Objective
Collect every line in the records that contains the word "black", and copy each of those lines unchanged.

Dataset rows
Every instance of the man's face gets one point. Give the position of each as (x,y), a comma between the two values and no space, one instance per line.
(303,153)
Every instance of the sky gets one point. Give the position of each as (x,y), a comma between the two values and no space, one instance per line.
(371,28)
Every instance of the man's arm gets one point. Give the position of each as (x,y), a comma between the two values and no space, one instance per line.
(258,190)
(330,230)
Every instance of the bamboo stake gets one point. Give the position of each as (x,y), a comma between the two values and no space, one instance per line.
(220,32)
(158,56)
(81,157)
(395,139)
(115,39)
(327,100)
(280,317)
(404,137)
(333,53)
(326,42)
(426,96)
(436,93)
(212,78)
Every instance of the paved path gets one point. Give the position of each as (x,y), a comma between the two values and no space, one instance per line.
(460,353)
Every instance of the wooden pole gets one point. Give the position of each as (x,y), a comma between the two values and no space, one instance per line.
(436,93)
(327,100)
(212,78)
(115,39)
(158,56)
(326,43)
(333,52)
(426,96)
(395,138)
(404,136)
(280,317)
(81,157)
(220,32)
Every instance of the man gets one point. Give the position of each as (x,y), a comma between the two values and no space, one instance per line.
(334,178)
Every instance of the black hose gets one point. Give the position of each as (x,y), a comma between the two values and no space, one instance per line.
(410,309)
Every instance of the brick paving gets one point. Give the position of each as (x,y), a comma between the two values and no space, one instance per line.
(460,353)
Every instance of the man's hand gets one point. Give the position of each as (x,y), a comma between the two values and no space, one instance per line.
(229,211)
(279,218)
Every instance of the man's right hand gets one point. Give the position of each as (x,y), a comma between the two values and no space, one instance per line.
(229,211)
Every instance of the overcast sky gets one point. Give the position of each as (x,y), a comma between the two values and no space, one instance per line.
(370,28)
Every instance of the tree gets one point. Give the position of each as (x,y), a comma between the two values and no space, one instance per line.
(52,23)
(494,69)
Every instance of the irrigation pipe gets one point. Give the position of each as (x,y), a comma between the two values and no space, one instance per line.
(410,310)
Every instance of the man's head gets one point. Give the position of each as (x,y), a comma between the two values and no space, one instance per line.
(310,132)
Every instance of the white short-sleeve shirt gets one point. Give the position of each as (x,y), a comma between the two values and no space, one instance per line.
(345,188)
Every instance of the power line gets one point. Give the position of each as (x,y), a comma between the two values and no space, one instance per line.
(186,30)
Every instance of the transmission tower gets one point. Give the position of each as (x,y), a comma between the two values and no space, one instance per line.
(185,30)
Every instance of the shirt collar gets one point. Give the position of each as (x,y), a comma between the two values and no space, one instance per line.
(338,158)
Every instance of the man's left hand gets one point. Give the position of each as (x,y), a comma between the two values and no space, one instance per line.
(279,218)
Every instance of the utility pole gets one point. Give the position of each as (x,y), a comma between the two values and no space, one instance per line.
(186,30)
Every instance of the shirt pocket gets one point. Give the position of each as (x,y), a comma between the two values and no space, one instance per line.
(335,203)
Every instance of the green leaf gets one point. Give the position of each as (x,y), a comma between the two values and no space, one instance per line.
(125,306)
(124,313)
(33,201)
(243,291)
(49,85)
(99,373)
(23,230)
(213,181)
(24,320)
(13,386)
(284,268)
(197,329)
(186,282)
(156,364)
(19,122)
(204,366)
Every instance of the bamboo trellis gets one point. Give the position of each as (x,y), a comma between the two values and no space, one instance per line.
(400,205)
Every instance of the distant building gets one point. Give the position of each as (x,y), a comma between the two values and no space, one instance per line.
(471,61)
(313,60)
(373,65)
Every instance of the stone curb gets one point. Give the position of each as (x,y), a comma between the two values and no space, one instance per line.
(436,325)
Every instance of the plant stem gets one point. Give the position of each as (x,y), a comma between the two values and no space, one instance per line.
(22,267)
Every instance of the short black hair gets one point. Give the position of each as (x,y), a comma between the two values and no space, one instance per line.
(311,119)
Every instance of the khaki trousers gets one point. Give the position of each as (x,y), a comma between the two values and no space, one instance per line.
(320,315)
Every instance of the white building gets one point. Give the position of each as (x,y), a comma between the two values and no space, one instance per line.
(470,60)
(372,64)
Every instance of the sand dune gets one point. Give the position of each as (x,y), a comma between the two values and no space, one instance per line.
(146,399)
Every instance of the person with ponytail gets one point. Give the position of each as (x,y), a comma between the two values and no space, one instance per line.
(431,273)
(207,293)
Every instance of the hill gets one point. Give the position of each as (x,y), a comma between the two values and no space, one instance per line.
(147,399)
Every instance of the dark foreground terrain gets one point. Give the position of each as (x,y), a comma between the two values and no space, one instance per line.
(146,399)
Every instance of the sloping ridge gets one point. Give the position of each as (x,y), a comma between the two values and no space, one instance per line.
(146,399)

* * *

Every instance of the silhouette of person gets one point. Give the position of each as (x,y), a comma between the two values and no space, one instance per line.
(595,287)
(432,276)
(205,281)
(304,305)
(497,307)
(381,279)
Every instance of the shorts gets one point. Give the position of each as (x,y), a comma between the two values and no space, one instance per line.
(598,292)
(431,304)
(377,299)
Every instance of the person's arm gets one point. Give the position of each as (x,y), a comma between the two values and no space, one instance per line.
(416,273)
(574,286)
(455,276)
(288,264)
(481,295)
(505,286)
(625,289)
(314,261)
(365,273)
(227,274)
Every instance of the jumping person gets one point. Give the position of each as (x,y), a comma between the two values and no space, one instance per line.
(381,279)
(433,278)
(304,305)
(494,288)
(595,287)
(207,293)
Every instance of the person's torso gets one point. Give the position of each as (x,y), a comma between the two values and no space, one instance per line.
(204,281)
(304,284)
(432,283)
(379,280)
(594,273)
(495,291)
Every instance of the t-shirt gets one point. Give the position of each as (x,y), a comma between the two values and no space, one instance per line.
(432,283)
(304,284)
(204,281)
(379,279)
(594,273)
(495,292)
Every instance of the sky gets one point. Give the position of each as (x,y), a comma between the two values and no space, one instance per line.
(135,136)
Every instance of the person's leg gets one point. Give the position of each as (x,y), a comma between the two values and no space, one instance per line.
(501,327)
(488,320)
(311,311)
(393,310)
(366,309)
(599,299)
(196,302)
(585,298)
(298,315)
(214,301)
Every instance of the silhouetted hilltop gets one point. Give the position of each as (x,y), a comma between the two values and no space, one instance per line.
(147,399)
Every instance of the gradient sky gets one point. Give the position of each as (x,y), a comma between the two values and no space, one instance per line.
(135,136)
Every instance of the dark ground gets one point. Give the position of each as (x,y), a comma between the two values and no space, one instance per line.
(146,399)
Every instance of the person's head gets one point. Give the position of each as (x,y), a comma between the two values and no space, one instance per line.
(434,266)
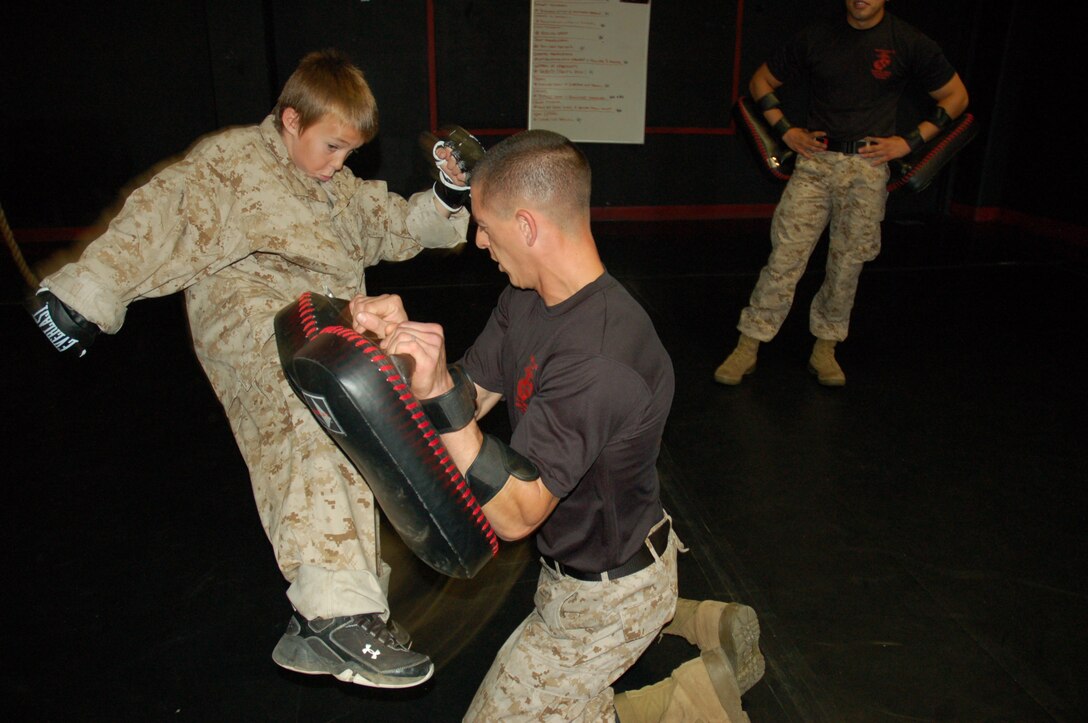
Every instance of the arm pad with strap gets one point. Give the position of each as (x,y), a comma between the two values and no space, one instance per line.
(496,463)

Solution to this task
Every instance of the black hose gets one point. Give the position of each as (x,y), a comma between the two values and no space, one instance per line.
Every instance of the short black hair gets one point. Give the position of each as (x,y), a comma between the two values and no space, one instance per line.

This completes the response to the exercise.